Goal of the exercise —
Locate every line in the records that contains the string "road", treating uppercase and lowercase letters as different, and copy each such line.

Material for this exercise —
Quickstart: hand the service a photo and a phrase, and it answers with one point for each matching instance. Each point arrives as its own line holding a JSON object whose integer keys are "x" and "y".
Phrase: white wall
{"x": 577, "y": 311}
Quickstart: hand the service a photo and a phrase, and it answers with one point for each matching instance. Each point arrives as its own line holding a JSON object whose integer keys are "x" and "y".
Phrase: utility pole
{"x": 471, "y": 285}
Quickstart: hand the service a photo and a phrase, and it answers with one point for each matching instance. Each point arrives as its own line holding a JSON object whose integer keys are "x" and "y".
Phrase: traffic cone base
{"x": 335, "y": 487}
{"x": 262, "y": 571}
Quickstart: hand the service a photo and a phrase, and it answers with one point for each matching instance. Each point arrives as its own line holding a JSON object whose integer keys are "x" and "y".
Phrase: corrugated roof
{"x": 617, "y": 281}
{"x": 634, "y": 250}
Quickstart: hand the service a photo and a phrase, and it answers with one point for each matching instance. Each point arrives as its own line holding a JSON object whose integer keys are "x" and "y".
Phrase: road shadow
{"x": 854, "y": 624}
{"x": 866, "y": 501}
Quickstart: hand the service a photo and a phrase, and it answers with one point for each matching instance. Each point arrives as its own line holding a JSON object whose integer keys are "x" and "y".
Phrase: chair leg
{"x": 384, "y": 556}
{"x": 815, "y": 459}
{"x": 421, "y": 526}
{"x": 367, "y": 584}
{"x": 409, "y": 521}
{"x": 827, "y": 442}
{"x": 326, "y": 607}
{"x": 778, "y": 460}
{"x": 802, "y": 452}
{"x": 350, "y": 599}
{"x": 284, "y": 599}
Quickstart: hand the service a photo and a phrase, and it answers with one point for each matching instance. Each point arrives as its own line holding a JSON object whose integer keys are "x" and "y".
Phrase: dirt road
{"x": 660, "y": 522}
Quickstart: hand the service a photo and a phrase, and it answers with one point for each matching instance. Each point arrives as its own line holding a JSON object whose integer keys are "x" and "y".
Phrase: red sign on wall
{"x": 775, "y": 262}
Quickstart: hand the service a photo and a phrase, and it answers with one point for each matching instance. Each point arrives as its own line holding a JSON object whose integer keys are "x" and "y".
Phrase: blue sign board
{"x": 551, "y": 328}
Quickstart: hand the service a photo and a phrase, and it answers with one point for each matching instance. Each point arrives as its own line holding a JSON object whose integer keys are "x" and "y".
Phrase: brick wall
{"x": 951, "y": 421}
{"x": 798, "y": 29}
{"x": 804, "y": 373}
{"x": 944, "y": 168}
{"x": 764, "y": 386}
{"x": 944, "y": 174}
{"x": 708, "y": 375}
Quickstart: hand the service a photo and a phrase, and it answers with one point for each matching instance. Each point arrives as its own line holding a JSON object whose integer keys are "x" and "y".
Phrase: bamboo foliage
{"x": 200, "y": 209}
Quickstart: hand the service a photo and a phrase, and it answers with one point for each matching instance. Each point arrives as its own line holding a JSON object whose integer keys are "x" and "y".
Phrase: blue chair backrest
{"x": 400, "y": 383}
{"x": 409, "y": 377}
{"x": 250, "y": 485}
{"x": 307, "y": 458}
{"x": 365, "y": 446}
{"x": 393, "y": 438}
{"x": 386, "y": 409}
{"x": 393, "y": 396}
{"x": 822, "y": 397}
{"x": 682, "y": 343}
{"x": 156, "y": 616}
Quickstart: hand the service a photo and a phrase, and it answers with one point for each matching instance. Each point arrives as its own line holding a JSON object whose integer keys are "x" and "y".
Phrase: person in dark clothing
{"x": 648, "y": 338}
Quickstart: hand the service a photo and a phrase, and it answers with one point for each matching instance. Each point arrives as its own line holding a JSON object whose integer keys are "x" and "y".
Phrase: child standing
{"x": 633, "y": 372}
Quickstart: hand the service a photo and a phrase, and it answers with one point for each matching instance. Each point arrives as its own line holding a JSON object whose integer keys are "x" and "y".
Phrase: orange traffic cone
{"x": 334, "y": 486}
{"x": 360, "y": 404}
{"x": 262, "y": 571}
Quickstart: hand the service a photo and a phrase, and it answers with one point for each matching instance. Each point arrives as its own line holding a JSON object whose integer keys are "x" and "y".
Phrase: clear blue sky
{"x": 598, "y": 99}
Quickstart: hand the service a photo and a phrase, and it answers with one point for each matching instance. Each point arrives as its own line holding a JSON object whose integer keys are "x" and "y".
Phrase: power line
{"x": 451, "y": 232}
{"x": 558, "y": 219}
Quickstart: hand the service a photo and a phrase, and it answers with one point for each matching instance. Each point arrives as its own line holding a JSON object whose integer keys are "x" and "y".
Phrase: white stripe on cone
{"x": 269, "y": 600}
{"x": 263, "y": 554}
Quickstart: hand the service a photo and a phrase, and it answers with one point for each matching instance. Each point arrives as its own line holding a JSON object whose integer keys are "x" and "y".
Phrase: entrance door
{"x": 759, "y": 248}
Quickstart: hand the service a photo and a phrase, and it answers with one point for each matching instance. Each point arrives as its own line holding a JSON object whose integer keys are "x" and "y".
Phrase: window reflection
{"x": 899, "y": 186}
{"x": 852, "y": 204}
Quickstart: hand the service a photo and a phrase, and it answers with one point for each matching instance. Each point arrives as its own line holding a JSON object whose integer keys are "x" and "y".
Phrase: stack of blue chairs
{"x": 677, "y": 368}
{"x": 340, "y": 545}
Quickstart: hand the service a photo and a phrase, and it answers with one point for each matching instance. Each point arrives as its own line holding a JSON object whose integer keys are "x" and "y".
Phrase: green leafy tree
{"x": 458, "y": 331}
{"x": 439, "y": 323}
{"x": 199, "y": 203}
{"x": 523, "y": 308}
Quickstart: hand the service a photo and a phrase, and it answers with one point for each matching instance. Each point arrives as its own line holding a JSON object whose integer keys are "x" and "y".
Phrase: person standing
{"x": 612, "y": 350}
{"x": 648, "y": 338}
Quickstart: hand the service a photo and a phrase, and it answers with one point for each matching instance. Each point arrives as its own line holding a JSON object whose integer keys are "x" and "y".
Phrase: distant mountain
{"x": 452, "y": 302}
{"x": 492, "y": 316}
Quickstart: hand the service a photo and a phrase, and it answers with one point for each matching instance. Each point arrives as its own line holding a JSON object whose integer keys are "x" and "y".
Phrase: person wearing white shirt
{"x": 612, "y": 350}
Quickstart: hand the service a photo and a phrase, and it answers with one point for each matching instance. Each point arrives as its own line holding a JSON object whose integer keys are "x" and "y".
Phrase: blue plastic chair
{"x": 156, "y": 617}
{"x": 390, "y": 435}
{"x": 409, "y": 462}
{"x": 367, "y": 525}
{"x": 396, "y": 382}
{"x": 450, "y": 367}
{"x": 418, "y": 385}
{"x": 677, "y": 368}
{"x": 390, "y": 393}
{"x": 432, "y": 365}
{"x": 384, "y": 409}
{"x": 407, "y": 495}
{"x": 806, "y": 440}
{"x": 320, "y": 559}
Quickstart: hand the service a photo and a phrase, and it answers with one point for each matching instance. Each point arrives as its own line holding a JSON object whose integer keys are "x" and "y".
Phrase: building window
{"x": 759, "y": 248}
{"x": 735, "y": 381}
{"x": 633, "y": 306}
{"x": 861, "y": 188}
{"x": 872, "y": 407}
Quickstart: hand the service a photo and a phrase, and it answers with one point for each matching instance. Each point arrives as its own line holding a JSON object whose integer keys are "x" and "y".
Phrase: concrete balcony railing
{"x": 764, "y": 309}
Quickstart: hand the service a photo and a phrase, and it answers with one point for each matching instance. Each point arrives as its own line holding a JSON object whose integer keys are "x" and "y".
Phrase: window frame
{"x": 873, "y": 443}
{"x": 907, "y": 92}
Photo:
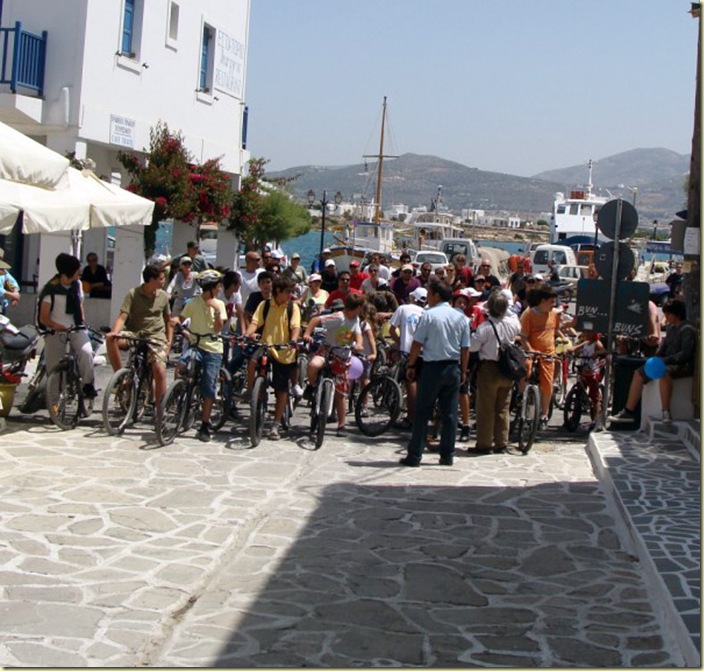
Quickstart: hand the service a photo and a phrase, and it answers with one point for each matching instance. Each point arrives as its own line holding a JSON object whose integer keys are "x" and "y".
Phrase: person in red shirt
{"x": 343, "y": 289}
{"x": 356, "y": 275}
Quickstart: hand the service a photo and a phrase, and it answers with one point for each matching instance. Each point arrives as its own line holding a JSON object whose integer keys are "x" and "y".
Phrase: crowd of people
{"x": 450, "y": 322}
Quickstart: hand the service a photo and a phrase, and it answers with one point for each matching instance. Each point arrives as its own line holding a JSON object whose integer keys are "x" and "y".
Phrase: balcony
{"x": 23, "y": 60}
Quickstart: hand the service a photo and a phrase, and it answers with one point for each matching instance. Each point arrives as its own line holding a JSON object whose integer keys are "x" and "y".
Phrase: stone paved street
{"x": 116, "y": 552}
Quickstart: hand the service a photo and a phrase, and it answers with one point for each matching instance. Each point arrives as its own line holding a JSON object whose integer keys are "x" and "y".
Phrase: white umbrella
{"x": 79, "y": 201}
{"x": 24, "y": 160}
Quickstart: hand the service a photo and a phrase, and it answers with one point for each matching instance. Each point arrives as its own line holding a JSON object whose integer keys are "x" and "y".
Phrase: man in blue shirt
{"x": 443, "y": 336}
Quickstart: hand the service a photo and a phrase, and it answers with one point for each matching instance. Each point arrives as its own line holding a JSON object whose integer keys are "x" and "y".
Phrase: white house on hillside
{"x": 94, "y": 76}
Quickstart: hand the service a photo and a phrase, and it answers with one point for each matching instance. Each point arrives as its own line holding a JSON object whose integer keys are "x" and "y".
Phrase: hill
{"x": 413, "y": 179}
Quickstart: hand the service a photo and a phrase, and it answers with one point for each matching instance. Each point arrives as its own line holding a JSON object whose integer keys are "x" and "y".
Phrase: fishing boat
{"x": 575, "y": 215}
{"x": 368, "y": 232}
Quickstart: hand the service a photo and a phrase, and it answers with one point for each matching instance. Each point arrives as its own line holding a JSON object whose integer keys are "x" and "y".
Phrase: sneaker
{"x": 89, "y": 391}
{"x": 203, "y": 434}
{"x": 407, "y": 461}
{"x": 624, "y": 415}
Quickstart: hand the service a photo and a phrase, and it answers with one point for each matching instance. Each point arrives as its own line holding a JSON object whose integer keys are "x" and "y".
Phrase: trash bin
{"x": 624, "y": 368}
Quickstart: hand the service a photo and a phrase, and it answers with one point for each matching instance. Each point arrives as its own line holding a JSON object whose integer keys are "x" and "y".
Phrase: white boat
{"x": 368, "y": 232}
{"x": 575, "y": 215}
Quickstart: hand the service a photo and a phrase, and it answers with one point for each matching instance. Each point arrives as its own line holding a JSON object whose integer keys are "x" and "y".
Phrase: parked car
{"x": 435, "y": 259}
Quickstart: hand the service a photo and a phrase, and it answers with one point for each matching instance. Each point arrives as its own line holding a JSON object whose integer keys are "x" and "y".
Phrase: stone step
{"x": 654, "y": 483}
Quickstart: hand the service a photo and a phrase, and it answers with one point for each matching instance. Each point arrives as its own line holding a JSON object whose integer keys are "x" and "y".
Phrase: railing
{"x": 24, "y": 56}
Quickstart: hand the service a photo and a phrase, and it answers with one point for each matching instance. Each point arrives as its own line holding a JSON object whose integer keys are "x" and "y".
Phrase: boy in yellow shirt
{"x": 207, "y": 315}
{"x": 280, "y": 325}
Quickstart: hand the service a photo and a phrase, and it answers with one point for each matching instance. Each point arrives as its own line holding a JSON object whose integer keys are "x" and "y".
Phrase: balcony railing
{"x": 23, "y": 59}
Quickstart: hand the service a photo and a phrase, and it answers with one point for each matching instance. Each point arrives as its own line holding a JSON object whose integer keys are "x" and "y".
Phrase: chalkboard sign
{"x": 631, "y": 313}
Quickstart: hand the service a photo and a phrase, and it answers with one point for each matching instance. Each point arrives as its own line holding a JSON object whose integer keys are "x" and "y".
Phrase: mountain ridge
{"x": 657, "y": 174}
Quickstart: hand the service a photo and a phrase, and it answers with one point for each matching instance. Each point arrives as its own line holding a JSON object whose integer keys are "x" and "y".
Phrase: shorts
{"x": 281, "y": 374}
{"x": 674, "y": 371}
{"x": 210, "y": 363}
{"x": 157, "y": 354}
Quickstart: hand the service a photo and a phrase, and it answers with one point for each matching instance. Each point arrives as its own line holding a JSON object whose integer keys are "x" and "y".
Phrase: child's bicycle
{"x": 182, "y": 401}
{"x": 578, "y": 401}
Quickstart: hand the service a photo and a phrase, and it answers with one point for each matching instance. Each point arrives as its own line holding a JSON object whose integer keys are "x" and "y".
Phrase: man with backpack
{"x": 61, "y": 307}
{"x": 278, "y": 320}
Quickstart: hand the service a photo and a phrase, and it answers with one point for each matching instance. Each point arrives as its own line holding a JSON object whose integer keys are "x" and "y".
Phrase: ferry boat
{"x": 575, "y": 215}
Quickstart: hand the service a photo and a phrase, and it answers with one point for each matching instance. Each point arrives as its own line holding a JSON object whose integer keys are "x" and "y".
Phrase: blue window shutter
{"x": 204, "y": 58}
{"x": 128, "y": 27}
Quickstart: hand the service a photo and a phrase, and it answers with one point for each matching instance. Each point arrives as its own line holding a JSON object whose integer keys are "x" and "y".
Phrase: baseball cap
{"x": 420, "y": 295}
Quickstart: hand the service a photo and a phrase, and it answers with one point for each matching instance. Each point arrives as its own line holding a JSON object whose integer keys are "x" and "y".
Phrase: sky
{"x": 513, "y": 86}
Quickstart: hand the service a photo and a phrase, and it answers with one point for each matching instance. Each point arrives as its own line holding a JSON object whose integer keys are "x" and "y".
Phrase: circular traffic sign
{"x": 604, "y": 260}
{"x": 606, "y": 219}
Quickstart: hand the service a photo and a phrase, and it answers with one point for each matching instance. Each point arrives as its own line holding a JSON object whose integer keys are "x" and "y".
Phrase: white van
{"x": 560, "y": 255}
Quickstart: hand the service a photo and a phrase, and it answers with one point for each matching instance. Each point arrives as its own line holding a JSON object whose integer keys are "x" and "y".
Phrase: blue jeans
{"x": 209, "y": 371}
{"x": 439, "y": 380}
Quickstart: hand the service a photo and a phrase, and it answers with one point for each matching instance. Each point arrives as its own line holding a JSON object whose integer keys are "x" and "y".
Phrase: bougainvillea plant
{"x": 180, "y": 188}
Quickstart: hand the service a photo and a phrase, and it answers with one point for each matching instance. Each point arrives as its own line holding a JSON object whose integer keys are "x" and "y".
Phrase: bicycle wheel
{"x": 257, "y": 411}
{"x": 172, "y": 413}
{"x": 573, "y": 408}
{"x": 119, "y": 401}
{"x": 223, "y": 400}
{"x": 378, "y": 406}
{"x": 323, "y": 405}
{"x": 62, "y": 396}
{"x": 530, "y": 416}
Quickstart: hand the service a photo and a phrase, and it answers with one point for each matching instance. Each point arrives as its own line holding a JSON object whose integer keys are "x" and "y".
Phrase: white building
{"x": 111, "y": 70}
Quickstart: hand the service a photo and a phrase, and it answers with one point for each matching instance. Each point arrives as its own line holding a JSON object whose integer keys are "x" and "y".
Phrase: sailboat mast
{"x": 377, "y": 209}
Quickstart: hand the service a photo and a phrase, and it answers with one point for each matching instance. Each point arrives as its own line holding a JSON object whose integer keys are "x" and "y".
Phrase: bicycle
{"x": 64, "y": 389}
{"x": 182, "y": 399}
{"x": 381, "y": 400}
{"x": 331, "y": 378}
{"x": 578, "y": 400}
{"x": 527, "y": 405}
{"x": 129, "y": 393}
{"x": 260, "y": 393}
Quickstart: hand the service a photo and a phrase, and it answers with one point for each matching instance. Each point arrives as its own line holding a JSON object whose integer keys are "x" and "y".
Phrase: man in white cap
{"x": 329, "y": 276}
{"x": 402, "y": 326}
{"x": 9, "y": 286}
{"x": 319, "y": 263}
{"x": 296, "y": 273}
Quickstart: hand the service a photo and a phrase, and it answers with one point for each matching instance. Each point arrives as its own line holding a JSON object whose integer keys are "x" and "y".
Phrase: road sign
{"x": 604, "y": 260}
{"x": 606, "y": 219}
{"x": 631, "y": 313}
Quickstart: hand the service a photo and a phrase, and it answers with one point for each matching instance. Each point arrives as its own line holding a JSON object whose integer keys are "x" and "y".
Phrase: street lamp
{"x": 324, "y": 205}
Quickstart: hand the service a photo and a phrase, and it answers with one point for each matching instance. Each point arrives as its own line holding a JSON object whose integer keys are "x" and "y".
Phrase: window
{"x": 205, "y": 82}
{"x": 131, "y": 28}
{"x": 172, "y": 25}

Reply to the exercise —
Phrase: road shadow
Phrase: dirt road
Phrase: road sign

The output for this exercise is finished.